Extract Start Marker
Houston Women’s Clinic and the Houston facility of Planned Parenthood of the Gulf Coast both managed to reopen within a week of Harvey’s first landfall. On the first day of reopening, Kleinfeld said her clinic saw 56 patients. Given Texas’ abortion law, which requires two visits to a clinic separated by at least 24 hours, about 20 procedures were performed that day; the rest were scheduled for later in the week.

When accessing abortion care, time is of the essence. A delay of even a few days can push a first-trimester procedure into a second-trimester one, which is more costly. And Texas bans abortions after 20 weeks, except under severely limited conditions. Women over such a gestational limit would have to be counseled to travel to New Mexico, the nearest place where they could then receive an abortion.

There was such a backlog of women whose abortions were delayed while the clinic was closed and who needed to reschedule that the staff at Houston Women’s Clinic—who had no shortage of Harvey-related issues of their own to deal with, such as flooded dwellings—agreed to keep the clinic open over Labor Day.

But abortion providers beyond Houston rose to the challenge of Harvey. As Fatimah Gifford, vice president of communications of the Whole Woman’s Health (WWH) organization that operates four abortion clinics in Texas and others nationwide, said, “As soon as we learned of the hurricane’s landfall, we knew we had to be there for our sister providers in Houston, and we worried about the women who would need abortions.”

WWH quickly announced it would provide no-cost abortions for any women who had been affected by the hurricane. This announcement was coupled with a high-profile fundraising effort on the part of WWH, in concert with other Texas pro-choice organizations such as the Lilith Fund, to aid with the cost of travel and lodging.

Dr. Bhavik Kumar, medical director of the WWH clinics in Texas, made clear how the hurricane had affected the abortion experiences of his patients. He shared the story of a 16-year-old patient from a small town in southeast Texas who came to WWH’s Austin clinic. She, her mother, and several siblings had been holed up in an Austin hotel room since their town had been evacuated. The tension of being cooped up in one room and uncertain what awaited them back home escalated dramatically when the mother realized that the teen was pregnant.
Extract End Marker
Source data Start Marker
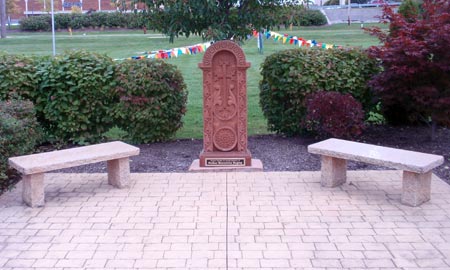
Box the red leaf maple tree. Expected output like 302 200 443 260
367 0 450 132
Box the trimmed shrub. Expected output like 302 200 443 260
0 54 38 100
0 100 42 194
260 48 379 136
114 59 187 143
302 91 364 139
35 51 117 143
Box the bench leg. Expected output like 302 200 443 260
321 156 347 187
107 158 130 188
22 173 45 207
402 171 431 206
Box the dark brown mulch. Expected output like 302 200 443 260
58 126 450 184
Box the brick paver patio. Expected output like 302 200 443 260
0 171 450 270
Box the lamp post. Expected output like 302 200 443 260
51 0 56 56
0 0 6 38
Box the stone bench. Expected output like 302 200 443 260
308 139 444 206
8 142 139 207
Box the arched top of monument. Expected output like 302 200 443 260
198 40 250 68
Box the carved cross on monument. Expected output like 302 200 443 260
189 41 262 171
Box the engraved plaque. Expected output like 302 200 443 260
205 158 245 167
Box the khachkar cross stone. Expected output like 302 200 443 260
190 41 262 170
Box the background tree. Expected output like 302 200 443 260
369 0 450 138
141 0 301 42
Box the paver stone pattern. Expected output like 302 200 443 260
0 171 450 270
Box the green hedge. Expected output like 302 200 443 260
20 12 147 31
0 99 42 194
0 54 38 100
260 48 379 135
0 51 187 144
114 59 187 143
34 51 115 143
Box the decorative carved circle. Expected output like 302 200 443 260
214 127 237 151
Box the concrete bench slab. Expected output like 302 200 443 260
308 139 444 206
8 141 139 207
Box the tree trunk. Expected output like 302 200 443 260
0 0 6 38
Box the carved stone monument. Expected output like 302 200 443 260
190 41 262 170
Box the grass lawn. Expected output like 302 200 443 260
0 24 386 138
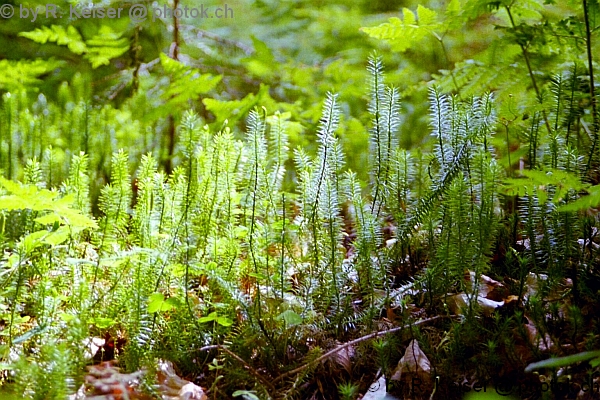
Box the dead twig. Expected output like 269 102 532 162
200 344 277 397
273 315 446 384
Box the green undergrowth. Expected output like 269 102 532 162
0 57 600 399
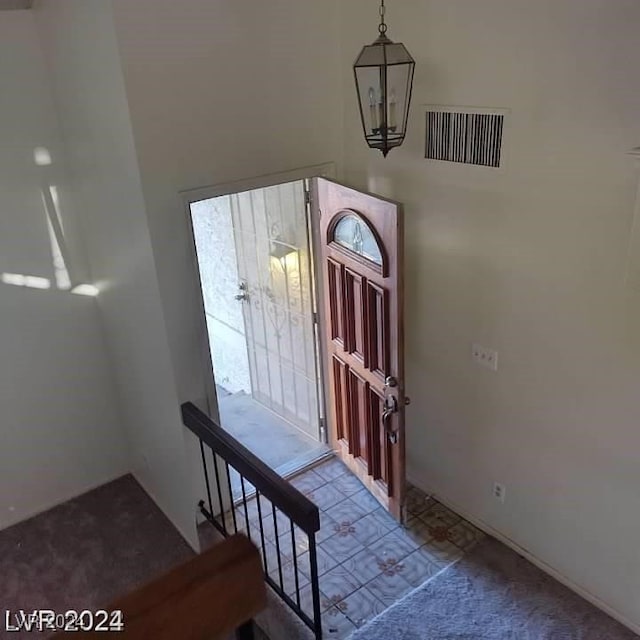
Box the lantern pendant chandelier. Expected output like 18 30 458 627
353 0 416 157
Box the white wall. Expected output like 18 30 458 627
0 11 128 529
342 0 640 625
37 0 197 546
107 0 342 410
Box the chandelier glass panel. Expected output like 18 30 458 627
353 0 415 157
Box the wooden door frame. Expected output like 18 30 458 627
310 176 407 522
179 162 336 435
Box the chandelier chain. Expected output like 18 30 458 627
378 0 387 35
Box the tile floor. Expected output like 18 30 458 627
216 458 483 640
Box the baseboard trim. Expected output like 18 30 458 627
Source data End Marker
▶ _What to work on_:
#1 Return the part of the passage on Hurricane Harvey and abortion care that begins at the words "There was such" and stops after the words "open over Labor Day.".
#2 Supply the next part of the passage on Hurricane Harvey and abortion care, picking up after its last sentence.
These records were taken from a separate source.

▶ _Task answers_:
#1
There was such a backlog of women whose abortions were delayed while the clinic was closed and who needed to reschedule that the staff at Houston Women’s Clinic—who had no shortage of Harvey-related issues of their own to deal with, such as flooded dwellings—agreed to keep the clinic open over Labor Day.

#2
Kumar ascertained the teen was 17 weeks pregnant. The visit on the second day, when the young woman would actually have her procedure, became a particularly tense one: People were being allowed back to the patient’s hometown, and the mother was desperately eager to see what had become of their house. Moreover, she was concerned with starting the several hours’ drive home as quickly as possible in order to arrive before an announced curfew. But an abortion at 17 weeks requires several hours of cervical preparation, and the doctor had to gently but firmly inform the mother that his priority was his patient’s safety, and that the procedure could not be rushed.

He spoke about another Houston-area evacuee who came to the clinic thinking she wanted a medication abortion. In this regimen, the patient takes the first drug, mifepristone, at the clinic; the second drug, misoprostol, taken later when the patient is home, causes the expulsion of the pregnancy. But this regimen, which also can cause nausea and diarrhea in some patients, necessitates reliable access to a bathroom. This patient, en route back to her home, simply did not know whether she would find a functioning bathroom if necessary. After being educated what the medication abortion regime entailed, she opted for an aspiration surgical abortion.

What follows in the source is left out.